=== Supplied records ===
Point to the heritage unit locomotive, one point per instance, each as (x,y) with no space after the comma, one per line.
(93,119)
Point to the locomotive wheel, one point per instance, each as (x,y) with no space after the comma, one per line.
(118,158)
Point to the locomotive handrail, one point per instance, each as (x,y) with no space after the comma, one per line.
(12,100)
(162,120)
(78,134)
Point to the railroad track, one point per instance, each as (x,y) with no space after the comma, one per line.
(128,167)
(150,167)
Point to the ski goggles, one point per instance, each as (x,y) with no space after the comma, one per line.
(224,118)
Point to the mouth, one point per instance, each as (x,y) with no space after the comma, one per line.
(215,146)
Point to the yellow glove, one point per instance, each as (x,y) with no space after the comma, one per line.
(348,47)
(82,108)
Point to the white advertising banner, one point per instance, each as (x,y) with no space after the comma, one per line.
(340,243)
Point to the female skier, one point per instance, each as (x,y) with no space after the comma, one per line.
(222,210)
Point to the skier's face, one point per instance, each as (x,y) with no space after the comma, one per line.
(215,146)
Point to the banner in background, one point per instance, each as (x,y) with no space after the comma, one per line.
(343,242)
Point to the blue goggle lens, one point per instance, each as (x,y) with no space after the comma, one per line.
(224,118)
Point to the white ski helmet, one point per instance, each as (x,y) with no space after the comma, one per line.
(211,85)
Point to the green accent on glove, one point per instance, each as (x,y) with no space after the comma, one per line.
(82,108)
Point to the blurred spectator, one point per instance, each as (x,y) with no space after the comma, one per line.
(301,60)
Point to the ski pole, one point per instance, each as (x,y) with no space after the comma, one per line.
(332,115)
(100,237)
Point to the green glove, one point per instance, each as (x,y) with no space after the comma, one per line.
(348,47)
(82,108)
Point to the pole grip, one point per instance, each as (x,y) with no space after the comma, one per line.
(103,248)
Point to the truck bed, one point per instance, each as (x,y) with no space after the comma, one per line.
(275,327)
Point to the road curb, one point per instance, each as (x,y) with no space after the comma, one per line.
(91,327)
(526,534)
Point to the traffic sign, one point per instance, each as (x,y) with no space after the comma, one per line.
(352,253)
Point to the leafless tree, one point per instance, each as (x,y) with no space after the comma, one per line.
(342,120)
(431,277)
===
# Exercise
Copy out the entries above again, keeping them exact.

# Written solution
Point to the heritage unit locomotive, one point per instance, each as (x,y) with no space after the comma, one per line.
(93,119)
Point to the locomotive wheel, one point per instance, each as (x,y) with no space after the comma, one per line.
(118,158)
Point to the locomotive handrail, one point per instance, each as (x,y) with no space after the comma, one per line.
(12,100)
(162,120)
(78,134)
Point to the railroad track, one point per instance, each as (x,y) with no space after the comma, one per line.
(128,167)
(150,167)
Point to the ski goggles, one point per instance, each as (x,y) with no space after the comma, one per line.
(224,118)
Point to the mouth, one point per instance, each as (x,y) with no space after the comma, one per line.
(215,146)
Point to the yellow glove, one point per instance, each as (x,y) with no space after the comma, one per line.
(348,47)
(82,108)
Point to the white advertising banner, one point per instance, each as (x,y) with no space after the comma, one per line.
(340,243)
Point to the female skier, one point per instance, each as (x,y) with no space after the comma, one per line.
(222,210)
Point to the skier's face, one point per instance, each as (x,y) with no space after the comma, one per line.
(215,146)
Point to the banner in background, one point per instance, each as (x,y) with no space after the comma, one per line.
(343,242)
Point to the blue goggle lens, one point per instance, each as (x,y) with no space after the comma, one per line.
(224,118)
Point to the white ski helmet, one point per instance, each as (x,y) with no space after the comma, one per line.
(211,85)
Point to the green accent on glove, one point per instance, each as (x,y) with no space after the comma, one per line.
(82,108)
Point to the blurred spectator, one point per instance, each as (x,y) with no space after the comma, one per line.
(301,60)
Point to the ski pole, one point per instance, each as (x,y) with no space after the comma, one per line.
(332,115)
(100,237)
Point to the green glove, one point per instance, each as (x,y) with no space after the comma, one per line.
(348,47)
(82,108)
Point to the pole grip, one point per instance, each as (x,y) with no space after the comma, one per line.
(103,248)
Point to the truck bed, one point per instance, each as (x,y) with no space after the comma, one per line.
(275,327)
Point to the road curb, one point per instance, each as (x,y) with no space after the comma, one per line.
(91,327)
(526,534)
Point to the traffic sign, one point per instance, each as (x,y) with no space after the comma, one per line.
(352,253)
Point to the leafless tree, one point per instance, each as (x,y) with no space after the comma, one per line.
(342,120)
(431,277)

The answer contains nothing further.